• **WHAT YOU SHOULD DO**: Here are some records; quote them exactly, leaving out the pictures.

(Location annotation dataset excerpts)
********************

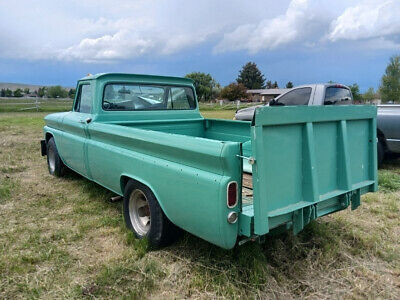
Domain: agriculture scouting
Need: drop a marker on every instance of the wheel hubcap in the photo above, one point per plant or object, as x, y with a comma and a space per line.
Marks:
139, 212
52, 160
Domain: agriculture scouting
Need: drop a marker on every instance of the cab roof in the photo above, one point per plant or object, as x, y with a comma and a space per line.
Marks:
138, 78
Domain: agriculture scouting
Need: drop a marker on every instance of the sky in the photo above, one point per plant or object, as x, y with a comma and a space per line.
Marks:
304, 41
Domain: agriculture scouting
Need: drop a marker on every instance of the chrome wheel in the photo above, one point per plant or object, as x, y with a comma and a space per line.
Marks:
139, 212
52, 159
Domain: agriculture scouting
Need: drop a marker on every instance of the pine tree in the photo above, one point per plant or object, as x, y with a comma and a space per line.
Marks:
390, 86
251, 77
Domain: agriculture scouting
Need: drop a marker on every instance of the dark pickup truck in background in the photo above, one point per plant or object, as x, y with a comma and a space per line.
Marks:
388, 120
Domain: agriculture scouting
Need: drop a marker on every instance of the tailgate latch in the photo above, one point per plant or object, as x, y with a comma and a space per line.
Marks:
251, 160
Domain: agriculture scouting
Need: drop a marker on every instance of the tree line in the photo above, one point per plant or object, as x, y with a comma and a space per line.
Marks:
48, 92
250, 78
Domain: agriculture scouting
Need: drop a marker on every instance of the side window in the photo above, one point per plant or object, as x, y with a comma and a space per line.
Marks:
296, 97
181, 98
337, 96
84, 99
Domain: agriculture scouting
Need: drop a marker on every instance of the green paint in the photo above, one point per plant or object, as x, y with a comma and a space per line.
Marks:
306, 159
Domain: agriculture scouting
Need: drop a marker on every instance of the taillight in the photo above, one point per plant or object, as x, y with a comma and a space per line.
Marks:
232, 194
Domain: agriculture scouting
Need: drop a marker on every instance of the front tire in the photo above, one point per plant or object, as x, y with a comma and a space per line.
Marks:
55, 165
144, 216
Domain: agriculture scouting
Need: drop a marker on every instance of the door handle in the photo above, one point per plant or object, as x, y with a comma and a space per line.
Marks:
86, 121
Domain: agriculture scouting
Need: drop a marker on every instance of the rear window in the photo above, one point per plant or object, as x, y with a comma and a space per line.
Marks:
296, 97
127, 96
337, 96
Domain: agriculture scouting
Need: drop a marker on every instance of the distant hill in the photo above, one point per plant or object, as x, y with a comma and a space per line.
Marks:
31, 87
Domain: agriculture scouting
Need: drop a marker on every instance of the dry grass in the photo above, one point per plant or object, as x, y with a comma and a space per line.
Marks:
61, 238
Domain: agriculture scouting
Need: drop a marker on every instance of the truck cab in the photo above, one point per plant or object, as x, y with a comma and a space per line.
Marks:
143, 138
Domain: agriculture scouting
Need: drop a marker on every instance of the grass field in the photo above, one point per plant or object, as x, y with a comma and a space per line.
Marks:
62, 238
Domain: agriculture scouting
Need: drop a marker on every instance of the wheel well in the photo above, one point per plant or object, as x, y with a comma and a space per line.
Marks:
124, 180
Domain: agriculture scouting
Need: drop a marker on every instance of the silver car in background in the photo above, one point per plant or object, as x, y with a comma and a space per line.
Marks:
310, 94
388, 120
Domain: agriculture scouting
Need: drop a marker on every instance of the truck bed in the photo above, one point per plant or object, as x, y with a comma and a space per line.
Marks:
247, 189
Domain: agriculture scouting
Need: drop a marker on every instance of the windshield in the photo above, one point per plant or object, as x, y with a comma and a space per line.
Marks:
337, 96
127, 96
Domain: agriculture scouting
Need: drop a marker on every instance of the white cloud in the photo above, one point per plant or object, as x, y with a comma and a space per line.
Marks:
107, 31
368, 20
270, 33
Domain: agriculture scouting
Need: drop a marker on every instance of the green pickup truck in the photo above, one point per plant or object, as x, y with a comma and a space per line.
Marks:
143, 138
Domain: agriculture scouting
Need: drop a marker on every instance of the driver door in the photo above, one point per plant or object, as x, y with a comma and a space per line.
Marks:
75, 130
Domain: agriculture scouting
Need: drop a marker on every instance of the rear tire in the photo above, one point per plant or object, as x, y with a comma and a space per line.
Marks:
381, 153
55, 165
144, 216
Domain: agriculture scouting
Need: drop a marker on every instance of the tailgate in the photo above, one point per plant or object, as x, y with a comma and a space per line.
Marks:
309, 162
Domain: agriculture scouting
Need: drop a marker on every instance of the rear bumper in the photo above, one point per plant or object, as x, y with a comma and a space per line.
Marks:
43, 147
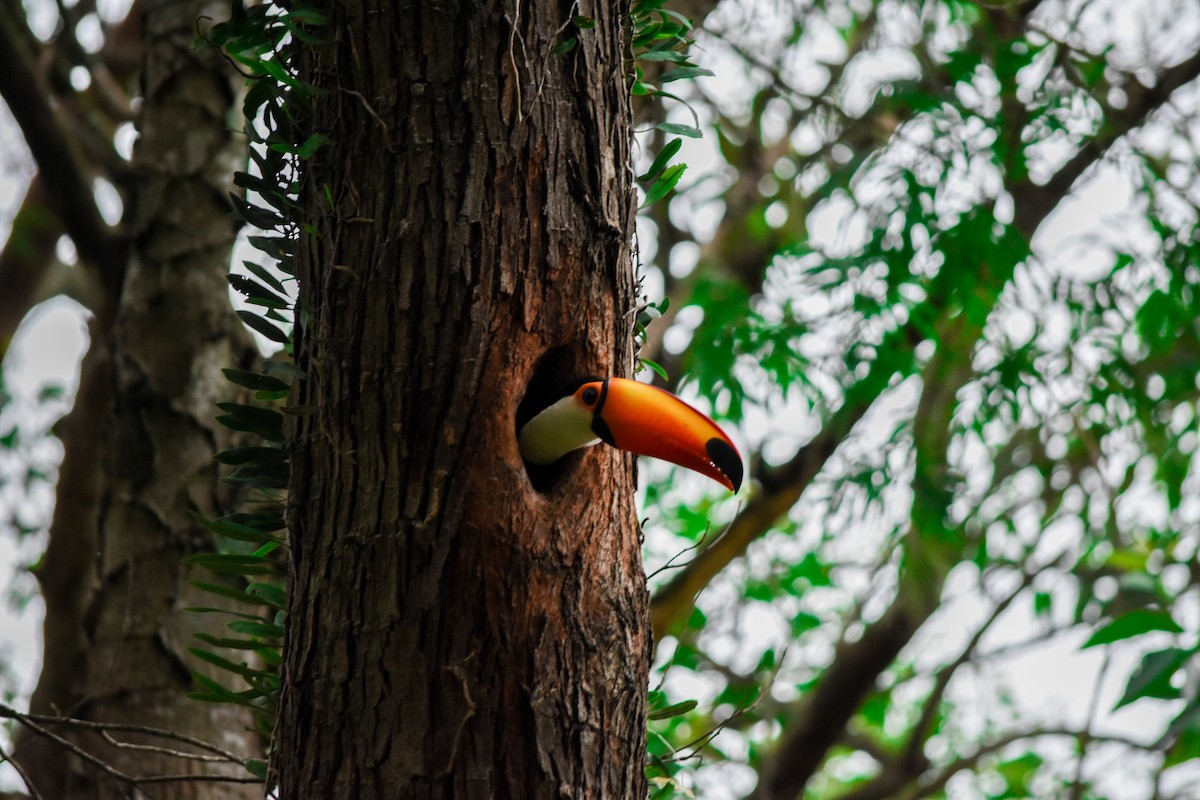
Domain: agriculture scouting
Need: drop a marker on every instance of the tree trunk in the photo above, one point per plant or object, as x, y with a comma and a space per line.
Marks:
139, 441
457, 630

********************

• **RESPONSE TO THE TASK**:
Domain: agriculture scouting
Need: drop a marker on every instance of the wheel hubcap in the photo above, one point per plant or object, as x, y with a comma and a space per line.
Marks:
139, 212
52, 160
Domain: agriculture scouting
Need: drop a marker on every instance of the cab roof in the photo above, one point per plant or object, as x, y with a comma and a space per line.
Marks:
138, 78
Domain: agriculture scouting
Need: drop a marker on every instance of the sky in the photo above, one point per plant or object, as x, y with a comma and a space per line.
Marks:
304, 41
Domain: agriculture scouting
Need: drop a marker on every instance of the chrome wheel in the photo above, one point per plant or object, as x, y with a comma and a space per line.
Marks:
139, 212
52, 159
Domain: agriculture scouting
Need: drop a marker on every instance of the pine tree in the photo above, one point per plant or object, as x, y with a comma and a space per line.
Marks:
390, 86
251, 77
Domain: agriculture scouting
Need: drop a marker on every instance of the dark pickup truck in background in the photo above, one point per plant or object, as x, y with a comma and a space per line.
Marks:
388, 120
Domain: agriculture scouting
Need: drop a marker on every instance of the tailgate latch in the photo above, one point per plant or object, as x, y with a comma and a space per line.
Marks:
251, 160
Domain: agriculture scouting
Need: drop a marker on every instance of the tree line in the photo above, one point per plant or object, as x, y with a comma and a space per line.
Marks:
48, 92
250, 78
Domain: agriculture scouting
Need: drop a marker on every instance of the side window in the photo above, one point per plant or object, as x, y with a comma and a space per line.
Marks:
296, 97
181, 98
337, 96
84, 99
Domain: agriculture scouting
Need: drop a marker on every instance of the green paint in the photo above, one point per plant or object, as x, y with a comma and a space per line.
Marks:
306, 159
Domain: agriculture scouting
Need: drop a marker on every instance of the taillight in the photo above, one point per plant or object, as x, y with a comma and a space per line.
Marks:
232, 194
Domain: agriculture scouting
Need: drop a marker on every instance of the front tire in the photo above, one point per plant or object, as x, y with a comma and a space per line.
Marks:
55, 165
144, 216
Domain: agriculture scouting
Need: drop a marker on every instance of the door handle in the photo above, one point per plant or object, as x, y with a comma and a space per line.
Marks:
86, 121
Domain: agriculture scouting
Need: drop a marker on every instance of the rear window in the photo above, one point per plant or object, as x, y with a comma and a space per line.
Marks:
296, 97
127, 96
337, 96
Domain: agriculture scouting
Need: drop a marker on every instance of the distant hill in the photo above, one point per plant or object, as x, y with a comma and a space per line.
Marks:
31, 87
Domain: agriculture scouting
Need: drop a marker on every instance of the dry grass in the photo above, one point per plant or object, as x, y with a comma and a space per line.
Marks:
61, 238
Domain: agriculture scouting
Need: drop a marker on every instance of the truck cab in the photo above, one point per plant or object, as x, y with a comma and a space per line.
Marks:
143, 138
Domain: agriculture scouting
Need: drop a marker on every instance of the grass field in the photo above, one point per plant or object, as x, y with a comma and a space per line.
Marks:
62, 238
Domain: agriculture scouting
Need: drop a marker on every instance of the wheel well in the photo above, one point per plant or object, as x, y with a comma and a space per line.
Marks:
124, 180
Domain: agriculture scouting
Need: drop a marker on every instance of the silver car in background in the photo above, one point per plant or object, as x, y with a comma and a space per line.
Marks:
310, 94
388, 120
Domain: agriculture scouting
Need: drop a marker on every instance of the truck bed in the photo above, one point per plant or object, as x, y with a comma and a space per line.
Marks:
247, 189
Domain: agriculture scouting
Need: drop a marker on every instance of the windshield in the photo above, one point per plant or object, as x, y with a comma and a space per line.
Marks:
337, 96
127, 96
Domain: agriculture scouting
Need: drop a marker on every instance of the white cloud in the photo above, one point per plant or object, as x, y with a comma and a space per line.
Marks:
107, 31
368, 20
270, 33
Domain: agriculture scouting
Need: drop a marker on every instance of the green pickup truck in the photo above, one point per plant or object, as x, y with a comma and a space per line.
Marks:
143, 138
Domain: agriculture scouting
Need: drop a marker on every instance of the driver door in the photo above, one point per plant or object, as x, y with a comma and a space per line.
Marks:
75, 130
Domain: agriculture scouting
Need: drop a marker on every instance of the rear tire in the photo above, one point per plant or object, as x, y with a comma and a space per line.
Marks:
381, 153
55, 165
144, 216
Domain: agriculture scouting
Need: drop a marker on every instance of the tailgate in the photo above, one point per plant or object, as x, y with a comma and a space per line.
Marks:
309, 162
Domain: agriculture scouting
Need: drop a marker on every instance of the rear bumper in the photo above, one point per plant or object, as x, y with a comma and a space per line.
Marks:
43, 147
Domain: agriculture scouting
Need: drop a marker on every instance of the tree trunk in the photo above, one point per plant or object, as x, y with a comma and a space per line.
Marks:
139, 441
457, 630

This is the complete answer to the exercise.